┌────────
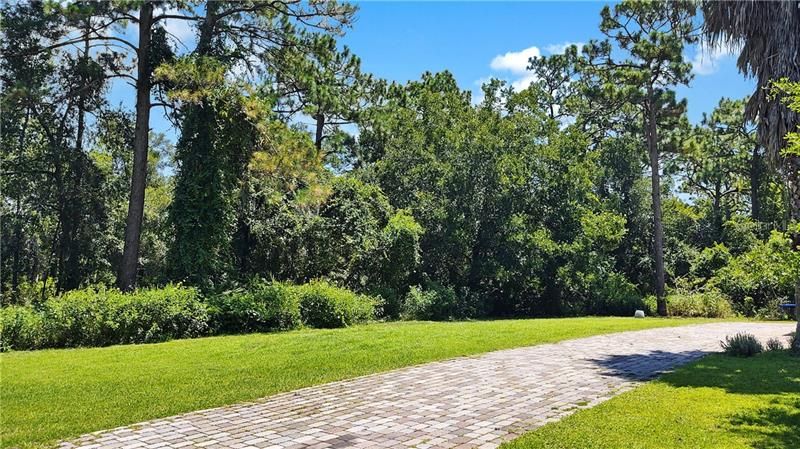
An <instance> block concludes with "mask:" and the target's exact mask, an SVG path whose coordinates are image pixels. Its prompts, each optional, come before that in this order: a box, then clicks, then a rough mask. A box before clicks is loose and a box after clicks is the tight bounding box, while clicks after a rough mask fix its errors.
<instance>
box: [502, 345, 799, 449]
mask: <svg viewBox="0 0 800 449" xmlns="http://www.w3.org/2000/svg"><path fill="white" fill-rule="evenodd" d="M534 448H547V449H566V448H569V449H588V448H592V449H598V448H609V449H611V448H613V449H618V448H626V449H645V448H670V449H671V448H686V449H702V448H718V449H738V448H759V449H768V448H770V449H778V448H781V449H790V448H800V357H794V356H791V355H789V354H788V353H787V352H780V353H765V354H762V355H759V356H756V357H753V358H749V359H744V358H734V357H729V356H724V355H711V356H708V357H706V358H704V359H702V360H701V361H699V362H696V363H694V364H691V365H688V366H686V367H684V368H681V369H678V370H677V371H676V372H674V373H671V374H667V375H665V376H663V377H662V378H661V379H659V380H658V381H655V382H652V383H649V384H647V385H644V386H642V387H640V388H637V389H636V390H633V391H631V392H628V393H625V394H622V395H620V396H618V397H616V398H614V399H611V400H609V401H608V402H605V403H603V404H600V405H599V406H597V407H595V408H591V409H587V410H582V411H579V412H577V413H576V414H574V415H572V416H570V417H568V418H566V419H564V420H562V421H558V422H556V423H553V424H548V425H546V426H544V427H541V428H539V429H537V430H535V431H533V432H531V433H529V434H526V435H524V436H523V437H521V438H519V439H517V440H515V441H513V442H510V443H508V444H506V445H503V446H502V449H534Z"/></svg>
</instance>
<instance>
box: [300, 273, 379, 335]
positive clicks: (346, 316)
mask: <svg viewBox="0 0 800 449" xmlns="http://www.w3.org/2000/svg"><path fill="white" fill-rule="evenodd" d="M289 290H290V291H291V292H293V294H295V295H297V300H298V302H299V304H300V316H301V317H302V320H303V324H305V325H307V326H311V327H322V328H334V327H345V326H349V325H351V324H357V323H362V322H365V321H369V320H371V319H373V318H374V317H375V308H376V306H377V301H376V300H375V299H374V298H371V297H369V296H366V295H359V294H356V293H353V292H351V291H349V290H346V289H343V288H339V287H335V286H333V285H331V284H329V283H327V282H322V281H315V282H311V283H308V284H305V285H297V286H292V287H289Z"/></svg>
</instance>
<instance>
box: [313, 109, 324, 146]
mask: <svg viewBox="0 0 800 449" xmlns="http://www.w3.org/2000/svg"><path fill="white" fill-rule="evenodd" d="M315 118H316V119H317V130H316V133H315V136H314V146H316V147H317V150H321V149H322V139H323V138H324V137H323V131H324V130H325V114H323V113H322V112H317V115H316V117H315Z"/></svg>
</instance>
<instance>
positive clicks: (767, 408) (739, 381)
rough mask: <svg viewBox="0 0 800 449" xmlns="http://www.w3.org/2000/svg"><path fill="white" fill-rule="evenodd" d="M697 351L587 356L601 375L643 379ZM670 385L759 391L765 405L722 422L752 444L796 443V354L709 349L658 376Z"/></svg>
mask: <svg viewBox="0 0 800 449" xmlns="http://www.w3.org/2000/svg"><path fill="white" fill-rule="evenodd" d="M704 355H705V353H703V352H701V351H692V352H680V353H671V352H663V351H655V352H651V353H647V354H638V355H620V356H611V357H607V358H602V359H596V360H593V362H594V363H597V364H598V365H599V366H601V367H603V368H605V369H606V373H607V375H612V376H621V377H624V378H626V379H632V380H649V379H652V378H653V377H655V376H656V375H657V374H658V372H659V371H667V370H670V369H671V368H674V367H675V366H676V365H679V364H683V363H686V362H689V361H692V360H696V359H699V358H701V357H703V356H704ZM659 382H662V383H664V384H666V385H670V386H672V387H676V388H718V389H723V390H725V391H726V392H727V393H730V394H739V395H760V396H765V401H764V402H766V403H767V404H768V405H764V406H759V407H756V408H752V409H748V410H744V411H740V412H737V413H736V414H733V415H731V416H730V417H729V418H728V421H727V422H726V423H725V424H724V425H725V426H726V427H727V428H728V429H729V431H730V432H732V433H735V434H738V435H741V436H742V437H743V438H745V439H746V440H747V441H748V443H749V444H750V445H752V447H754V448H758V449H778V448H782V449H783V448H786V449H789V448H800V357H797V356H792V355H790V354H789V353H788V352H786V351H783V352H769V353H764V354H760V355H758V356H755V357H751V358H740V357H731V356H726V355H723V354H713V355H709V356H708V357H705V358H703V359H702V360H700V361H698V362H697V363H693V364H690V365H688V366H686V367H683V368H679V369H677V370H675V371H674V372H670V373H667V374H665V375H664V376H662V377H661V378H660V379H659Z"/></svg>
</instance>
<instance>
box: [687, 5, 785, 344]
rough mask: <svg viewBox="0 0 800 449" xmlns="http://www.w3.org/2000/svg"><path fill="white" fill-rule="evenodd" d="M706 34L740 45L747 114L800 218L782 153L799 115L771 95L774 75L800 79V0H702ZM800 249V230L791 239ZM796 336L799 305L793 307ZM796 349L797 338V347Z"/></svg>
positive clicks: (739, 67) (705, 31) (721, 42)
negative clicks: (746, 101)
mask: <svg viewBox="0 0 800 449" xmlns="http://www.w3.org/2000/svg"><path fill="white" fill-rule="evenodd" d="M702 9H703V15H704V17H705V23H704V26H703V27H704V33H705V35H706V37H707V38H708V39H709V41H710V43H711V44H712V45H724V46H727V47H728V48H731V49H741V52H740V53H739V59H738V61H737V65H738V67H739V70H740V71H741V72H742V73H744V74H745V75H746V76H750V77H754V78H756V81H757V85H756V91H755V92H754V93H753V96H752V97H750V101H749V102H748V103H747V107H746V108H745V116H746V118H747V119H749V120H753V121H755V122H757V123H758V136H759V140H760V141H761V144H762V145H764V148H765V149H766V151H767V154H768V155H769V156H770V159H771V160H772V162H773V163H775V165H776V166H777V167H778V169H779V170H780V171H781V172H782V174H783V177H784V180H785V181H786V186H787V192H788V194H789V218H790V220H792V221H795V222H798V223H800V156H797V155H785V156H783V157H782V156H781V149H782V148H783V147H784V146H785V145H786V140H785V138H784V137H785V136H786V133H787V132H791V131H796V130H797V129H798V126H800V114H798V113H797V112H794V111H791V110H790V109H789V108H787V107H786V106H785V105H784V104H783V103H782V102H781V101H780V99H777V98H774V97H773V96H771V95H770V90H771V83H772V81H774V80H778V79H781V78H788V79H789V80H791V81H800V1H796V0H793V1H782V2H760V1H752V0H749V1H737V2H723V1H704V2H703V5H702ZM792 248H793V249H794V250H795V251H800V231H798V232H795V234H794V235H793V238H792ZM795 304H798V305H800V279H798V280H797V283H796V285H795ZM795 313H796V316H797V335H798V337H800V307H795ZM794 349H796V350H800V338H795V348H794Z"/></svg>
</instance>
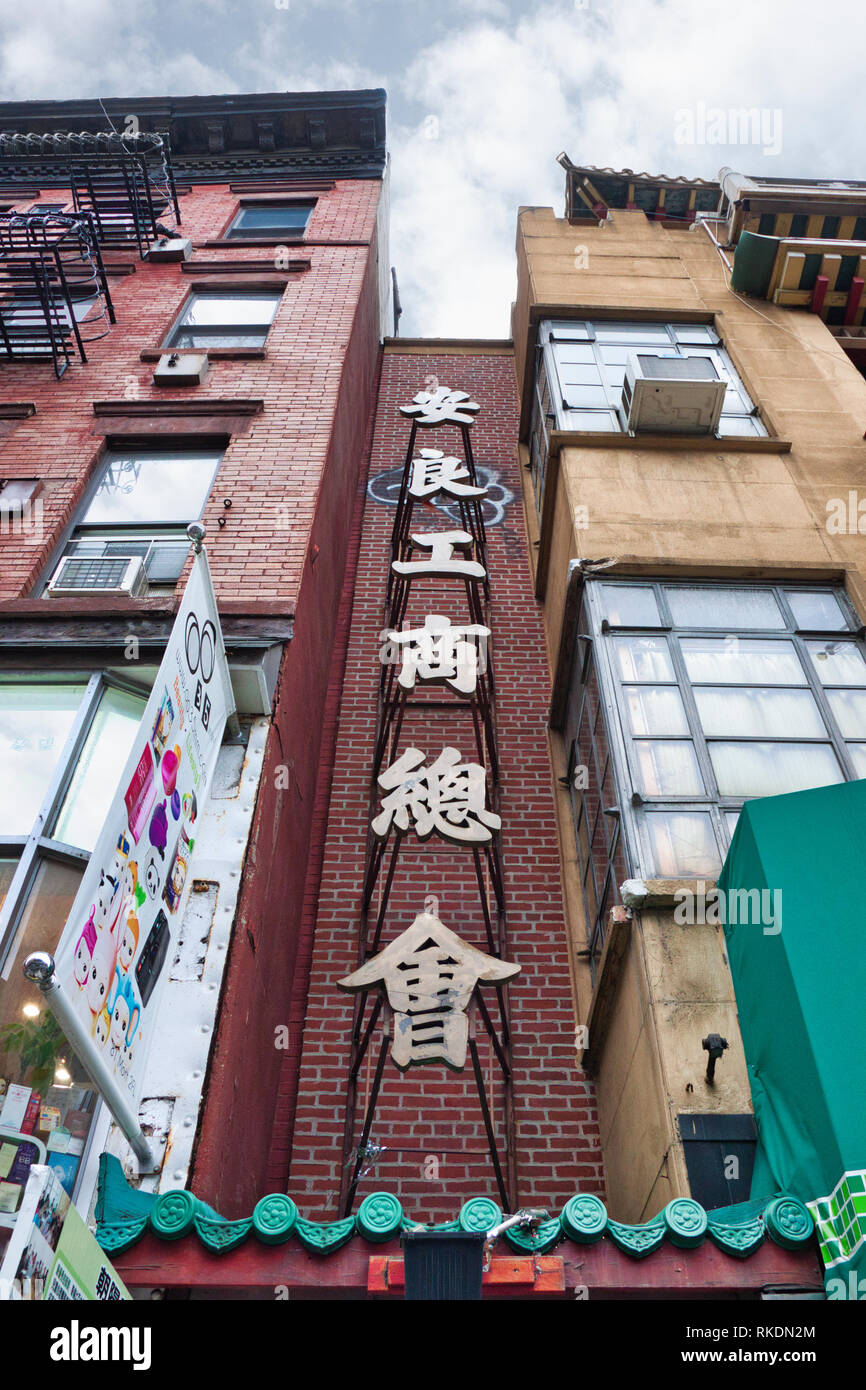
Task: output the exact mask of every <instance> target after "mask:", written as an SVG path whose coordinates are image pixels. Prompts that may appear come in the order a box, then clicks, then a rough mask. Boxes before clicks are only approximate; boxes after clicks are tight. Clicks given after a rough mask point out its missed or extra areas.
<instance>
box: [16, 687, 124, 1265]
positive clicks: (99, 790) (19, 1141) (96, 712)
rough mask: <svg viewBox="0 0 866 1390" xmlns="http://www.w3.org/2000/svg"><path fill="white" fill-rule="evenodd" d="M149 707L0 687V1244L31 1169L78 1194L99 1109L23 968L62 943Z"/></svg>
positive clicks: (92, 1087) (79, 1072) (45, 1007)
└────────
Task description: Leave out the pictures and retype every line above exactly.

Exercise answer:
An <instance> block concludes with "mask:" and the target's exact mask, an SVG path whose coordinates are image pixels. Its prompts, each optional, come before that in this order: a box, then clicks, then a rough mask. A box before clicks is loose and a box after clicks is the tight bounding box, while clicks after a rough mask fix its errors.
<instance>
box: [502, 345, 799, 449]
mask: <svg viewBox="0 0 800 449" xmlns="http://www.w3.org/2000/svg"><path fill="white" fill-rule="evenodd" d="M534 448H547V449H566V448H569V449H588V448H592V449H598V448H609V449H611V448H613V449H618V448H626V449H645V448H670V449H671V448H686V449H702V448H718V449H738V448H759V449H768V448H770V449H778V448H781V449H790V448H800V357H794V356H791V355H789V354H788V353H787V352H780V353H765V354H762V355H759V356H756V357H753V358H749V359H744V358H734V357H729V356H724V355H711V356H708V357H706V358H704V359H702V360H701V361H699V362H696V363H694V364H691V365H688V366H686V367H684V368H681V369H678V370H677V371H676V372H674V373H671V374H667V375H665V376H663V377H662V378H661V379H659V380H658V381H655V382H652V383H649V384H647V385H644V386H642V387H640V388H637V389H636V390H633V391H631V392H628V393H625V394H622V395H620V396H618V397H616V398H614V399H611V400H609V401H608V402H605V403H603V404H600V405H599V406H597V407H595V408H591V409H587V410H582V411H579V412H577V413H576V414H574V415H572V416H570V417H568V418H566V419H564V420H562V421H558V422H556V423H553V424H548V425H546V426H544V427H541V428H539V429H537V430H535V431H533V432H531V433H529V434H526V435H524V436H523V437H521V438H519V439H517V440H515V441H513V442H510V443H508V444H506V445H503V446H502V449H534Z"/></svg>
</instance>
<instance>
box: [300, 273, 379, 335]
positive clicks: (346, 316)
mask: <svg viewBox="0 0 800 449" xmlns="http://www.w3.org/2000/svg"><path fill="white" fill-rule="evenodd" d="M289 290H290V291H291V292H293V294H295V295H297V300H298V302H299V304H300V316H301V317H302V320H303V324H305V325H307V326H311V327H322V328H334V327H345V326H349V325H351V324H357V323H362V322H365V321H369V320H371V319H373V318H374V317H375V308H376V306H377V301H376V300H375V299H374V298H371V297H369V296H366V295H359V294H356V293H353V292H351V291H349V290H346V289H343V288H339V287H335V286H333V285H331V284H329V283H327V282H322V281H315V282H311V283H308V284H305V285H297V286H292V287H289Z"/></svg>
</instance>
<instance>
box: [313, 109, 324, 146]
mask: <svg viewBox="0 0 800 449" xmlns="http://www.w3.org/2000/svg"><path fill="white" fill-rule="evenodd" d="M315 118H316V119H317V130H316V133H315V136H314V146H316V147H317V150H321V149H322V139H323V138H324V137H323V131H324V130H325V114H323V113H322V112H317V115H316V117H315Z"/></svg>
</instance>
<instance>
positive clicks: (767, 408) (739, 381)
rough mask: <svg viewBox="0 0 800 449" xmlns="http://www.w3.org/2000/svg"><path fill="white" fill-rule="evenodd" d="M697 351L587 356L601 375L643 379ZM670 385L759 391L765 405L722 422L752 444L796 443V354L709 349L658 376Z"/></svg>
mask: <svg viewBox="0 0 800 449" xmlns="http://www.w3.org/2000/svg"><path fill="white" fill-rule="evenodd" d="M704 355H705V353H703V352H701V351H692V352H680V353H671V352H663V351H655V352H651V353H647V354H638V355H620V356H611V357H607V358H602V359H596V360H593V362H594V363H597V364H598V365H599V366H601V367H603V368H605V369H606V373H607V375H612V376H621V377H624V378H626V379H632V380H649V379H652V378H653V377H655V376H656V375H657V374H658V372H659V371H667V370H670V369H671V368H674V367H675V366H676V365H679V364H683V363H686V362H689V361H692V360H696V359H699V358H701V357H703V356H704ZM659 382H662V383H664V384H666V385H670V386H672V387H676V388H718V389H723V390H725V391H726V392H727V393H730V394H739V395H760V396H765V401H764V402H766V403H767V404H768V405H764V406H759V407H756V408H752V409H748V410H744V411H740V412H737V413H736V414H733V415H731V416H730V417H729V418H728V421H727V422H726V423H725V424H724V425H725V426H726V427H727V428H728V429H729V431H730V432H732V433H735V434H738V435H741V436H742V437H743V438H745V439H746V440H747V441H748V443H749V444H750V445H752V447H754V448H758V449H778V448H782V449H783V448H786V449H789V448H800V357H797V356H792V355H790V354H789V353H788V352H786V351H783V352H769V353H764V354H760V355H758V356H755V357H751V358H740V357H731V356H726V355H723V354H713V355H709V356H708V357H705V358H703V359H702V360H700V361H698V362H697V363H693V364H690V365H688V366H686V367H683V368H679V369H677V370H675V371H674V372H670V373H667V374H665V375H664V376H662V377H661V378H660V379H659Z"/></svg>
</instance>
<instance>
box: [687, 5, 785, 344]
rough mask: <svg viewBox="0 0 800 449" xmlns="http://www.w3.org/2000/svg"><path fill="white" fill-rule="evenodd" d="M706 34L740 45L747 114L800 218L782 153L799 115L771 95L774 75L800 79V0H702ZM800 249V230L791 239ZM796 336L799 305L793 307ZM796 349L797 338V347Z"/></svg>
positive clicks: (739, 67) (705, 31) (721, 42)
negative clicks: (746, 101)
mask: <svg viewBox="0 0 800 449" xmlns="http://www.w3.org/2000/svg"><path fill="white" fill-rule="evenodd" d="M702 9H703V15H704V17H705V23H704V26H703V27H704V33H705V35H706V37H707V38H708V39H709V41H710V43H711V44H712V45H724V46H727V47H728V48H731V49H741V52H740V53H739V59H738V61H737V65H738V67H739V70H740V71H741V72H742V73H744V74H745V75H746V76H750V77H754V78H756V81H757V85H756V91H755V92H754V93H753V96H752V97H750V101H749V102H748V103H747V107H746V108H745V116H746V118H747V119H749V120H753V121H755V122H757V123H758V136H759V140H760V141H761V144H762V145H764V148H765V149H766V151H767V154H768V155H769V156H770V159H771V160H772V162H773V163H775V165H776V166H777V167H778V169H779V170H780V171H781V172H782V174H783V177H784V180H785V181H786V186H787V192H788V194H789V218H790V220H792V221H795V222H798V223H800V156H797V155H785V156H783V157H782V156H781V149H782V148H783V147H784V146H785V145H786V140H785V138H784V137H785V136H786V133H787V132H791V131H796V130H797V129H798V126H800V114H798V113H797V112H794V111H791V110H790V109H789V108H787V107H786V106H785V105H784V104H783V103H782V102H781V101H780V99H777V98H774V97H773V96H771V95H770V90H771V83H772V81H774V80H778V79H781V78H788V79H789V80H791V81H800V1H796V0H793V1H782V2H760V1H752V0H749V1H737V2H723V1H704V2H703V5H702ZM792 248H793V249H794V250H795V251H800V231H798V232H795V234H794V235H793V238H792ZM795 304H798V305H800V279H798V280H797V283H796V285H795ZM795 313H796V316H797V335H798V337H800V307H795ZM794 349H796V350H800V338H795V348H794Z"/></svg>
</instance>
Task: output the exact mask of every <instance> target after "mask:", written as an SVG path whose coordinates are image pixels. Prompts that may appear come in the order a box, then clicks, then a rough mask. Boxes before clicks are only approximate; boxes after clicks are tight. Clicks given after a rough mask point out its missed or extra areas.
<instance>
box: [16, 687, 124, 1265]
positive clicks: (99, 790) (19, 1141) (96, 712)
rough mask: <svg viewBox="0 0 866 1390" xmlns="http://www.w3.org/2000/svg"><path fill="white" fill-rule="evenodd" d="M149 707L0 687V1244L31 1169L78 1194L99 1109L23 968L62 943Z"/></svg>
positive clicks: (92, 1087) (79, 1072) (45, 1007)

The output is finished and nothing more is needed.